╭─ DATA SUPPLIED

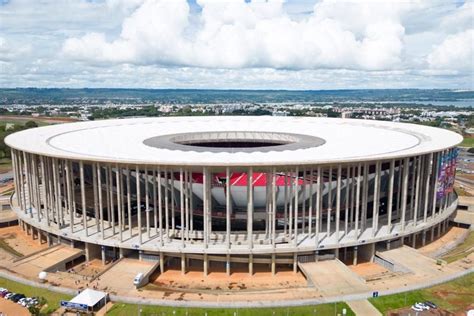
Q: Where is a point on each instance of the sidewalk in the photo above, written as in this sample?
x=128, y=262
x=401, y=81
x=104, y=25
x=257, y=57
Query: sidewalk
x=363, y=308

╰─

WHAT TO DO: Reproduce the listing above exactly, excluding all pictures.

TASK RESULT:
Q: Where is a point on each instance of the sidewalk in the photo above, written as in this sample?
x=128, y=262
x=401, y=81
x=104, y=25
x=257, y=57
Query: sidewalk
x=363, y=308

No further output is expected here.